** Start Data provided **

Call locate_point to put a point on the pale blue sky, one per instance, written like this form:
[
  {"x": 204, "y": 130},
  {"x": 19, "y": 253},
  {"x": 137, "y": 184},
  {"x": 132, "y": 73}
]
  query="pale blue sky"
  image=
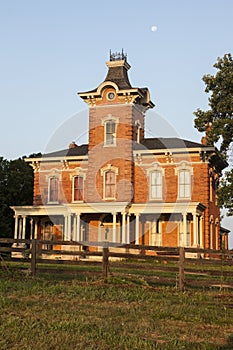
[{"x": 51, "y": 49}]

** End Data provided **

- [Instructions to follow]
Revise the data above so that every occurrence of "pale blue sky" is replaced with "cloudless sky", leaving everything else unchanged. Omit the pictures from your answer.

- [Task solution]
Call locate_point to put a point on the cloudless sky, one per instance, written like this form:
[
  {"x": 204, "y": 130},
  {"x": 19, "y": 253},
  {"x": 137, "y": 184},
  {"x": 132, "y": 73}
]
  query="cloudless sky"
  image=
[{"x": 51, "y": 49}]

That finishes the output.